*Selected extract*.

<<<<

A pawn of the neocolonial appetite for exoticism, Mona is rendered artificial. She isn't viewed as truly American by the photographer (or American society, Gerima seems to suggest), but as a symbol of Africa. She is not, however, authentically African (at least not yet). Neither truly American - though she clearly adheres to American values and culture - nor truly African, Mona is caught in a state of personal limbo that Fred D'Aguiar calls, in his Home is Always Elsewhere, "in-betweenness" or "unbelongingness." Like Mintah, the main protagonist of D'Aguiar's novel Feeding the Ghosts, Mona is a stranger to her two homelands "not out of any willfulness of stubbornness, but because she is a stranger to herself" (198). As Mona poses and minces around the castle at the direction of her photographer, painfully oblivious to the implications of her actions, Gerima establishes a grating sense of discord. By juxtaposing the dedication, discipline and tenacity to tradition of the fort's shamanic drummer with the frivolity and overt materialism of Mona and the photographer, it becomes uncomfortably evident that Mona is out of her element in her own homeland.
Though Gerima directs our attention to issues and trends that are overtly negative (the colonization of the mind, the dilution and Westernization of other cultures), the thrust of the film is overtly positive. Through Mona's transformative experience in the Cape Coast Castle dungeon, in which she directly experiences, through a vision, the life of Shola, one of her ancestors and a slave, Gerima reminds us of the importance of remembering where we come from. Only in so doing can we then move forward and find our own place in the world. By the end of the film, Mona experiences her own sankofa, returning to her roots and emerging from the dungeon into unity with her past and present.

>>>>

*Work instructions*.
- 1) Update the passage on Gerima's film, starting with the words "Though Gerima directs" and ending after "past and present.", and put "prison" in place of "dungeon".
- 2) According to the passage on Gerima's film, whose life does Mona experience through a vision in the Cape Coast Castle dungeon?

*Data provided*.
<<<<

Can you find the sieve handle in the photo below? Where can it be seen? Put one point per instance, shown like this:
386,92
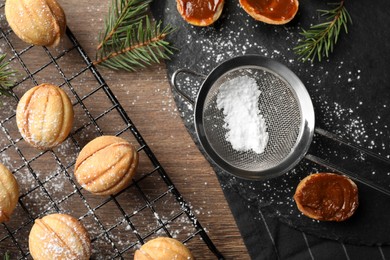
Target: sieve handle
181,92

>>>>

*Solutions below*.
- 1)
Though Gerima directs our attention to issues and trends that are overtly negative (the colonization of the mind, the dilution and Westernization of other cultures), the thrust of the film is overtly positive. Through Mona's transformative experience in the Cape Coast Castle prison, in which she directly experiences, through a vision, the life of Shola, one of her ancestors and a slave, Gerima reminds us of the importance of remembering where we come from. Only in so doing can we then move forward and find our own place in the world. By the end of the film, Mona experiences her own sankofa, returning to her roots and emerging from the prison into unity with her past and present.

- 2) Shola's life, one of her ancestors and a slave.